> [Extracted data]
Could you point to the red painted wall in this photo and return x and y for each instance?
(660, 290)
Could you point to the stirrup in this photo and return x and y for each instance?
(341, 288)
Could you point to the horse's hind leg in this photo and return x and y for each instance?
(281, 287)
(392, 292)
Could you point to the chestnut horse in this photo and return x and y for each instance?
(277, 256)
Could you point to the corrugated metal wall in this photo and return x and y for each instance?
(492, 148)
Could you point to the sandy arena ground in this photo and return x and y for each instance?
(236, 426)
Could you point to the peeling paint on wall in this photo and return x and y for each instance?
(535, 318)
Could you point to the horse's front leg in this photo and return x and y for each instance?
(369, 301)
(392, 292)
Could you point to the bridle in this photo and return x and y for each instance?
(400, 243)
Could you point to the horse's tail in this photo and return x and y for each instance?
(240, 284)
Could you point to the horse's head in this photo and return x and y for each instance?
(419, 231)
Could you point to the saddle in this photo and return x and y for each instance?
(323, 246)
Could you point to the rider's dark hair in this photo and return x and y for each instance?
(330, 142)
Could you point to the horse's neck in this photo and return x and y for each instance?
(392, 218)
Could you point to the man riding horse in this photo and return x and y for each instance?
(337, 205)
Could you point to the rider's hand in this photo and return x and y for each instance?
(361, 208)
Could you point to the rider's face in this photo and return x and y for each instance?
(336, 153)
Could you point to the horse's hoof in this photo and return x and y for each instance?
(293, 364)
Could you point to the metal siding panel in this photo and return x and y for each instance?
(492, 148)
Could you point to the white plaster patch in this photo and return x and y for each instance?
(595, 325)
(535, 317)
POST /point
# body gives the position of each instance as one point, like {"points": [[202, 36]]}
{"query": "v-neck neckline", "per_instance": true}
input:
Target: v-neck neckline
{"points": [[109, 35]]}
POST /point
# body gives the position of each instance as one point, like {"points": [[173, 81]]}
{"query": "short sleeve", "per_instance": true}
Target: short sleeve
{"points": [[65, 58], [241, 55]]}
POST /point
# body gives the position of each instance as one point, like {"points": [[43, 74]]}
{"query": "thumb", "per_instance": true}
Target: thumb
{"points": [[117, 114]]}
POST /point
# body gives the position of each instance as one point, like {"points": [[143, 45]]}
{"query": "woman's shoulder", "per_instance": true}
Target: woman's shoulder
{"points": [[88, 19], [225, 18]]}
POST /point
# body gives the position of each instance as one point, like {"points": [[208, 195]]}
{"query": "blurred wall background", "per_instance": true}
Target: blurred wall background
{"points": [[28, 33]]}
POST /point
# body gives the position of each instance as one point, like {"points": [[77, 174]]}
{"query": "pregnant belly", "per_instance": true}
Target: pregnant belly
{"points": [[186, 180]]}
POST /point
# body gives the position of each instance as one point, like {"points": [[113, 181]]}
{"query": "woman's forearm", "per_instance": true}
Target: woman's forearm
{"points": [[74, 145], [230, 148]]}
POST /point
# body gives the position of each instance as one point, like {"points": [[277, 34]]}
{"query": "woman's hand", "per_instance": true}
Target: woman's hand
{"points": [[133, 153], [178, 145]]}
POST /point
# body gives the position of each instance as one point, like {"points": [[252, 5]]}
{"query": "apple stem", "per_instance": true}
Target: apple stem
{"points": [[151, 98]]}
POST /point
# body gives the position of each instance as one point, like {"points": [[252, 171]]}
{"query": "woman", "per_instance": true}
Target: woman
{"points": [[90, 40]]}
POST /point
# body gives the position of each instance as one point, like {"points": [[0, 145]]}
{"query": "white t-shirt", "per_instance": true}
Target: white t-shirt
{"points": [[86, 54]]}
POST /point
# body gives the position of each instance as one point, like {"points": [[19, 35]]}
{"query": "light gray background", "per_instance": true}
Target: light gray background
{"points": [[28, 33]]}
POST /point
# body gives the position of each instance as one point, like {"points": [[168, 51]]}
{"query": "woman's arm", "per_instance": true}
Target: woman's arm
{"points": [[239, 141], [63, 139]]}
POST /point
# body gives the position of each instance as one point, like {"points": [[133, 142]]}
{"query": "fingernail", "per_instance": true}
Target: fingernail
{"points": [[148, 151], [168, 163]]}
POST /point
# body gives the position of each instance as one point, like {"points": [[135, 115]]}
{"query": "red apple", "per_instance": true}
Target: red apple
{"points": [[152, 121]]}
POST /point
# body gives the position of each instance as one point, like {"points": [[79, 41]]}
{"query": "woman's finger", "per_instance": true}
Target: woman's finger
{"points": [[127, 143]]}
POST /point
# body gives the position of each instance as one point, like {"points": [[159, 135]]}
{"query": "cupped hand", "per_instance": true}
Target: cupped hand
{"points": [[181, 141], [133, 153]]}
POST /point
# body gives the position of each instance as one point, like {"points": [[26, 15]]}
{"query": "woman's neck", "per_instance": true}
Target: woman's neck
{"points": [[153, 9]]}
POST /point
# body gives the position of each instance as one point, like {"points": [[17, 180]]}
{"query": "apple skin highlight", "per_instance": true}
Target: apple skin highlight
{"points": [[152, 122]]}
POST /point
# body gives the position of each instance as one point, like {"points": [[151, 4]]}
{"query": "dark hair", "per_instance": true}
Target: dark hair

> [Aim of the task]
Copy the entries above exactly, leaving none out.

> [Output for this task]
Could you point to the red painted wall in this photo and return x and y for each instance?
(660, 290)
Could you point to the stirrup in this photo and return x and y for each instance?
(341, 288)
Could you point to the horse's hind leg in this photo and return x and y for each instance?
(281, 287)
(392, 292)
Could you point to the chestnut horse in this photo and return x and y for each instance?
(277, 256)
Could you point to the corrugated metal wall in this photo and return x and y for each instance?
(492, 148)
Could you point to the sandy arena ground in this photo and return x and y for each instance?
(236, 426)
Could you point to the peeling paint on wall in this photo and return x and y for each instance?
(535, 318)
Could you point to the horse's front leg in this photo and return x and y for each instance?
(369, 301)
(392, 292)
Could you point to the bridle in this photo and return x and y for each instance?
(400, 243)
Could you point to the horse's tail in this photo and return x and y for each instance?
(240, 284)
Could you point to the horse's head in this photo and return x and y for each instance?
(419, 231)
Could you point to the saddle in this photo and return x and y for each instance?
(323, 246)
Could you point to the rider's dark hair in this photo and return x and y for each instance?
(330, 142)
Could you point to the horse's neck in this photo and return x and y for each instance?
(392, 218)
Could you point to the man riding horse in this photo and return x and y for each instance?
(337, 205)
Could you point to the rider's hand in this photo and return x and y for each instance?
(361, 208)
Could you point to the rider's face in this photo and return x and y for each instance?
(336, 153)
Could you point to the horse's hoof in this photo and return x and y for each instance?
(293, 364)
Could you point to the metal siding panel in this photo and return x and y for each instance?
(492, 148)
Could you point to the white plaster patch in this photo and return x and y for each instance?
(595, 325)
(535, 317)
POST /point
# body gives the position of each instance as one point, like {"points": [[202, 36]]}
{"query": "v-neck neckline", "per_instance": true}
input:
Target: v-neck neckline
{"points": [[109, 35]]}
POST /point
# body gives the position of each instance as one point, like {"points": [[173, 81]]}
{"query": "short sleeve", "per_instance": true}
Target: short sleeve
{"points": [[65, 58], [241, 55]]}
POST /point
# body gives the position of each instance as one point, like {"points": [[43, 74]]}
{"query": "thumb", "per_instance": true}
Target: thumb
{"points": [[117, 114]]}
POST /point
# body gives the position of each instance as one point, like {"points": [[143, 45]]}
{"query": "woman's shoulder", "per_instance": true}
Target: woman's shoulder
{"points": [[88, 19], [225, 18]]}
POST /point
# body gives the position of each instance as one point, like {"points": [[208, 195]]}
{"query": "blurred wall background", "per_instance": true}
Target: blurred wall background
{"points": [[28, 33]]}
POST /point
# body gives the position of each instance as one point, like {"points": [[77, 174]]}
{"query": "pregnant belly", "per_instance": true}
Target: pregnant belly
{"points": [[186, 180]]}
POST /point
# body gives the position of each instance as one point, like {"points": [[113, 181]]}
{"query": "woman's forearm", "per_instance": true}
Target: woman's forearm
{"points": [[74, 145], [230, 148]]}
POST /point
# body gives the position of each instance as one point, like {"points": [[277, 34]]}
{"query": "woman's hand", "per_instance": true}
Target: woman's hand
{"points": [[133, 153], [178, 145]]}
POST /point
# body gives the position of each instance as one point, like {"points": [[252, 5]]}
{"query": "apple stem", "per_instance": true}
Target: apple stem
{"points": [[151, 98]]}
POST /point
# body gives the position of each instance as one point, like {"points": [[252, 171]]}
{"query": "woman", "per_instance": true}
Target: woman
{"points": [[90, 40]]}
POST /point
# body gives the position of each instance as one point, like {"points": [[0, 145]]}
{"query": "white t-shirt", "per_instance": true}
Target: white t-shirt
{"points": [[86, 54]]}
POST /point
# body gives the position of each instance as one point, like {"points": [[19, 35]]}
{"query": "light gray background", "per_instance": true}
Target: light gray background
{"points": [[28, 33]]}
POST /point
# body gives the position of each instance as one point, like {"points": [[168, 51]]}
{"query": "woman's arm", "per_instance": true}
Target: woman's arm
{"points": [[239, 141], [63, 139]]}
POST /point
# body gives the position of each instance as one point, like {"points": [[133, 142]]}
{"query": "fingernail", "per_instance": true}
Target: fingernail
{"points": [[148, 151], [168, 163]]}
POST /point
# body gives the position of each instance as one point, like {"points": [[135, 115]]}
{"query": "red apple", "per_instance": true}
Target: red apple
{"points": [[152, 121]]}
POST /point
# body gives the position of each instance as one point, like {"points": [[79, 41]]}
{"query": "woman's finger", "per_instance": true}
Target: woman's finger
{"points": [[127, 143]]}
POST /point
# body gives the position of each instance as one point, like {"points": [[159, 135]]}
{"query": "cupped hand", "per_instance": true}
Target: cupped hand
{"points": [[181, 141], [133, 153]]}
POST /point
# body gives the position of each instance as one point, like {"points": [[26, 15]]}
{"query": "woman's neck", "per_instance": true}
Target: woman's neck
{"points": [[153, 9]]}
POST /point
# body gives the position of each instance as one point, like {"points": [[17, 180]]}
{"query": "apple skin highlight", "per_instance": true}
Target: apple skin highlight
{"points": [[152, 122]]}
POST /point
# body gives the position of each instance as one point, like {"points": [[151, 4]]}
{"query": "dark hair", "per_instance": true}
Target: dark hair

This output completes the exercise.